**Task to carry out**
Output each record exactly as given. Leave out every picture.

**Provided records**
= = = = = = =
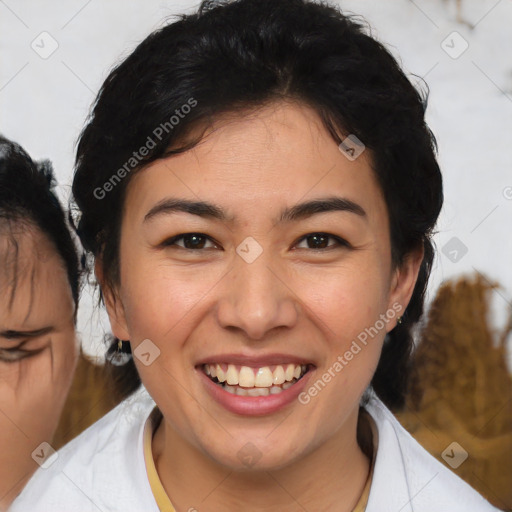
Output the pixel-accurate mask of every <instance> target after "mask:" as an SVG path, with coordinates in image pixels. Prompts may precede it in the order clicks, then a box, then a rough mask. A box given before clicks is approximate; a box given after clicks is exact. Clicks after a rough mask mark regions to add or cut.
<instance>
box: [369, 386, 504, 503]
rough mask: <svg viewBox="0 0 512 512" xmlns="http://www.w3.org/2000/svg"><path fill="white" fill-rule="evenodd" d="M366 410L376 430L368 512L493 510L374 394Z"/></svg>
mask: <svg viewBox="0 0 512 512" xmlns="http://www.w3.org/2000/svg"><path fill="white" fill-rule="evenodd" d="M365 409H366V410H367V411H368V412H369V413H370V415H371V416H372V418H373V419H374V421H375V423H376V427H377V431H378V448H377V457H376V460H375V468H374V476H373V480H372V487H371V490H370V498H369V501H368V508H367V512H372V511H379V512H383V511H385V510H401V511H402V512H409V511H410V512H412V511H414V512H431V511H432V510H438V511H444V510H446V511H448V510H449V511H450V512H467V511H468V510H471V511H472V512H496V511H497V510H498V509H496V508H495V507H493V506H492V505H491V504H490V503H488V502H487V501H486V500H485V499H484V498H483V497H482V496H480V494H478V493H477V492H476V491H475V490H474V489H473V488H472V487H470V486H469V485H468V484H467V483H466V482H464V481H463V480H462V479H461V478H459V477H458V476H457V475H456V474H455V473H453V472H452V471H451V470H449V469H448V468H447V467H445V466H444V465H443V464H442V463H441V462H439V461H438V460H437V459H436V458H435V457H433V456H432V455H430V454H429V453H428V452H427V451H426V450H425V449H424V448H423V447H422V446H421V445H420V444H419V443H418V442H417V441H416V440H415V439H414V438H413V437H412V436H411V435H410V434H409V432H407V431H406V430H405V429H404V428H403V427H402V426H401V425H400V423H399V422H398V420H397V419H396V418H395V417H394V415H393V414H392V413H391V411H390V410H389V409H388V408H387V407H386V406H385V405H384V404H383V403H382V401H380V400H379V399H378V398H377V397H376V396H375V395H373V396H372V398H371V399H370V401H369V403H368V404H367V405H366V406H365Z"/></svg>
= = = = = = =
**Solution for this problem**
Output the pixel-accurate mask of every <instance> target after "mask:" as an SVG path, with coordinates in image pixels. Prompts may precede it in the order clicks, then a box, then a rough mask. A box given before clicks is approximate; a box given after clicks is exact. Clicks after a rough mask mark regions to add or cut.
<instance>
box: [369, 386, 504, 503]
rough mask: <svg viewBox="0 0 512 512" xmlns="http://www.w3.org/2000/svg"><path fill="white" fill-rule="evenodd" d="M366 410L376 430L368 512L493 510L374 394Z"/></svg>
mask: <svg viewBox="0 0 512 512" xmlns="http://www.w3.org/2000/svg"><path fill="white" fill-rule="evenodd" d="M365 409H366V410H367V411H368V412H369V413H370V415H371V416H372V418H373V419H374V421H375V423H376V427H377V431H378V448H377V457H376V460H375V468H374V476H373V480H372V487H371V490H370V498H369V501H368V508H367V512H372V511H379V512H383V511H385V510H401V511H402V512H409V511H410V512H412V511H414V512H431V511H432V510H438V511H444V510H446V511H448V510H449V511H450V512H467V511H468V510H471V511H472V512H496V511H497V510H498V509H496V508H495V507H493V506H492V505H491V504H490V503H488V502H487V501H486V500H485V499H484V498H483V497H482V496H480V494H478V493H477V492H476V491H475V490H474V489H473V488H472V487H470V486H469V485H468V484H467V483H466V482H464V481H463V480H462V479H461V478H459V477H458V476H457V475H456V474H455V473H453V472H452V471H451V470H449V469H448V468H447V467H445V466H444V465H443V464H442V463H441V462H439V461H438V460H437V459H436V458H435V457H433V456H432V455H430V454H429V453H428V452H427V451H426V450H425V449H424V448H423V447H422V446H421V445H420V444H419V443H418V442H417V441H416V440H415V439H414V438H413V437H412V436H411V435H410V434H409V432H407V431H406V430H405V429H404V428H403V427H402V426H401V425H400V423H399V422H398V420H397V419H396V418H395V417H394V415H393V414H392V413H391V411H390V410H389V409H388V408H387V407H386V406H385V405H384V404H383V403H382V401H380V400H379V399H378V398H377V397H376V396H375V395H373V396H372V398H371V399H370V401H369V403H368V404H367V405H366V406H365Z"/></svg>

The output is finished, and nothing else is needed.